• _To be done_: Could you write out all of the lines below again, changing every "Pick out each" to "Mark every" and leaving everything else as it is?

• _Entries provided_:
• • •

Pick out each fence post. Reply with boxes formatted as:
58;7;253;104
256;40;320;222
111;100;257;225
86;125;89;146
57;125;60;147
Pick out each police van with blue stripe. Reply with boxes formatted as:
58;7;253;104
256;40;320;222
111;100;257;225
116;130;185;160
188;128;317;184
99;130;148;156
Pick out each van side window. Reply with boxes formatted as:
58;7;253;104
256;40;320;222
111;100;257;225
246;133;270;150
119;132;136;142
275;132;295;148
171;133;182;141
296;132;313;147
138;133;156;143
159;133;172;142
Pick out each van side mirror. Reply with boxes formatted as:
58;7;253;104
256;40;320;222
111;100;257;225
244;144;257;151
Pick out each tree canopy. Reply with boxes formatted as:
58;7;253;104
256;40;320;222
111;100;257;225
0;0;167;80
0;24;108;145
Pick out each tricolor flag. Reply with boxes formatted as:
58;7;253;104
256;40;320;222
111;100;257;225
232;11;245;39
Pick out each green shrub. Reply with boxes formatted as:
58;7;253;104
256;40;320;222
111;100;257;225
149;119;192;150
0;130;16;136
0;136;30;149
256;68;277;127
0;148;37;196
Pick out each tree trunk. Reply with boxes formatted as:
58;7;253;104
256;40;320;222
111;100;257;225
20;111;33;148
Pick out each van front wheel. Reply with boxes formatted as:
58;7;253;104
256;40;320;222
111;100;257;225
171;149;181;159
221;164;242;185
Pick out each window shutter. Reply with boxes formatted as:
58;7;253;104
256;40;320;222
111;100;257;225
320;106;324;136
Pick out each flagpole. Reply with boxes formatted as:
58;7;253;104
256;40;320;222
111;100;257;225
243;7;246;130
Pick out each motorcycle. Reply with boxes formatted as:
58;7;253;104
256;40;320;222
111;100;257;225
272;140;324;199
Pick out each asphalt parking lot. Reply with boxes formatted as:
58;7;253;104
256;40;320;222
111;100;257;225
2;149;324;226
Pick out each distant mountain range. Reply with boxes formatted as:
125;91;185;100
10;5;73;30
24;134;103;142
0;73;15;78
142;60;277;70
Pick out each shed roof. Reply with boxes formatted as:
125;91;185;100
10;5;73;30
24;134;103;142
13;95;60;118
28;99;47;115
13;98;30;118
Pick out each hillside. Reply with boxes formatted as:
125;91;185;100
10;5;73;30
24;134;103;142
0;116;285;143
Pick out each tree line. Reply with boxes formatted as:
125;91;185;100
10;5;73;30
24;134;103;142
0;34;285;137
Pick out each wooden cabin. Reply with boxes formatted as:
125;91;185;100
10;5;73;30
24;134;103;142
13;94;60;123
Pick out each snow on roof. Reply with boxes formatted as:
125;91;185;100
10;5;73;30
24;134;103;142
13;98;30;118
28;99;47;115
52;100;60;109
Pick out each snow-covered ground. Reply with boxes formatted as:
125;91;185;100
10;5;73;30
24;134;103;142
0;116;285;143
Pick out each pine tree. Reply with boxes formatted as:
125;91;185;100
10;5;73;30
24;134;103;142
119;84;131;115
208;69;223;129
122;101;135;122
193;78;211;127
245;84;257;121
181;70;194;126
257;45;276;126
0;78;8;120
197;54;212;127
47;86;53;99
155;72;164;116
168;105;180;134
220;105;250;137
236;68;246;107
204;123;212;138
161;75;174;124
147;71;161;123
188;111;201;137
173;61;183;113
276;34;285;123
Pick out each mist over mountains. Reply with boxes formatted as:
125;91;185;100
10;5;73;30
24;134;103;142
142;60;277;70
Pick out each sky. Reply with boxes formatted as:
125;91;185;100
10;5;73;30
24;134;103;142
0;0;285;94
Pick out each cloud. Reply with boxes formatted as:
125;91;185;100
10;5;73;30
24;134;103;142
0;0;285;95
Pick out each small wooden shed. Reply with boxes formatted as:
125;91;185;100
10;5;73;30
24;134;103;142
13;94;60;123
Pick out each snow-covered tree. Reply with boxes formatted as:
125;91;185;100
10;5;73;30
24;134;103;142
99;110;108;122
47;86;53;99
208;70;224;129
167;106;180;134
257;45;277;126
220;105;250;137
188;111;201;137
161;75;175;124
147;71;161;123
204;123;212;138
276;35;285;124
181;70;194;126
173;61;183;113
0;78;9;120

• • •

• _Response below_:
Mark every fence post. Reply with boxes formatted as:
58;7;253;104
256;40;320;222
111;100;257;225
86;125;89;146
57;125;60;147
Mark every police van with blue stripe. Reply with boxes formatted as:
58;7;253;104
256;40;320;222
111;100;257;225
116;130;185;160
188;128;317;184
99;130;148;156
Mark every van side window. Reply with boxes formatted as:
58;7;253;104
256;40;320;222
111;100;257;225
246;133;270;150
119;132;136;142
275;132;295;148
171;133;182;141
296;132;313;147
138;133;156;143
159;133;172;142
Mark every van side mirror. Reply with boxes formatted as:
58;7;253;104
256;40;320;222
111;100;257;225
244;144;257;151
Mark every tree canopy. Reply with boxes formatted as:
58;7;253;104
256;40;320;222
111;100;257;225
0;0;167;80
0;24;108;145
Mark every tricolor flag. Reply with boxes formatted as:
58;7;253;104
256;40;320;222
111;100;257;225
232;11;245;39
Mark every green shrub. Reply with boxes formatted as:
58;7;253;104
256;40;320;222
111;100;257;225
149;119;192;150
0;130;16;136
0;136;30;149
256;68;277;127
0;148;37;196
Mark every tree trunk. Reply with boxes formatted as:
58;7;253;104
256;40;320;222
111;100;257;225
20;111;33;148
Mark every van front wheel. Reply with boxes formatted as:
58;7;253;104
256;40;320;222
111;100;257;225
171;149;181;159
221;164;242;185
Mark every window shutter. Reply with boxes formatted as:
58;7;253;104
256;40;320;222
111;100;257;225
320;106;324;136
Mark every flagpole. Reply with boxes formatted as:
58;7;253;104
256;40;320;222
111;100;257;225
243;7;246;130
Mark every motorcycle. Reply with boxes formatted as:
58;7;253;104
256;40;320;222
111;100;257;225
272;140;324;199
Mark every asphalt parking lot. Reply with boxes formatted as:
58;7;253;104
256;40;320;222
111;100;257;225
2;149;324;226
Mark every distant mountain range. Reply with boxes formatted as:
125;91;185;100
10;5;73;30
24;134;103;142
0;73;15;78
142;60;277;70
Mark every shed roof. Reply with boxes formatted as:
125;91;185;100
10;5;73;30
24;134;103;142
13;95;60;118
28;99;47;115
13;98;30;118
Mark every hillside. Reply with boxes formatted as:
125;91;185;100
10;5;73;30
24;134;103;142
0;116;285;143
Mark every tree line. Reply with boxes formatted as:
125;91;185;100
10;5;73;30
24;134;103;142
0;34;285;137
Mark every wooden cabin. Reply with boxes formatted as:
125;91;185;100
10;5;73;30
24;134;103;142
13;94;60;123
Mark every snow on roof. Reply with boxes formatted as:
125;91;185;100
10;5;73;30
24;134;103;142
13;98;30;118
28;99;47;115
52;100;60;109
Mark every snow-covered ground. Reply with boxes formatted as:
125;91;185;100
10;5;73;30
24;134;103;142
0;116;285;143
Mark every pine tree. Reply with boxes formatted as:
125;91;185;100
10;5;73;30
24;134;103;142
119;84;131;115
208;69;223;129
122;101;135;122
193;78;211;127
245;84;257;121
181;70;194;126
257;45;276;126
0;78;8;120
197;54;212;127
47;86;53;99
155;72;164;116
168;105;180;134
220;105;250;137
236;68;246;107
204;123;212;138
161;75;174;124
147;71;161;123
188;111;201;137
173;61;183;113
276;34;285;123
Mark every mist over mountains. Reply with boxes formatted as:
125;91;185;100
10;5;73;30
24;134;103;142
142;60;277;70
Mark every sky. Reply with boxes formatted as:
125;91;185;100
10;5;73;30
24;134;103;142
0;0;285;94
Mark every cloud. Reply with boxes formatted as:
125;91;185;100
10;5;73;30
24;134;103;142
0;0;285;95
Mark every small wooden shed. Reply with boxes formatted as:
125;91;185;100
10;5;73;30
24;134;103;142
13;94;60;123
Mark every snow-covered tree. Reply with boxes formatted as:
125;91;185;100
10;5;73;30
24;134;103;142
99;110;108;122
47;86;53;99
208;70;224;129
167;106;180;134
257;45;277;126
220;105;250;137
188;111;201;137
161;75;175;124
147;71;161;123
204;123;212;138
276;35;285;124
181;70;194;126
173;61;183;113
0;78;9;120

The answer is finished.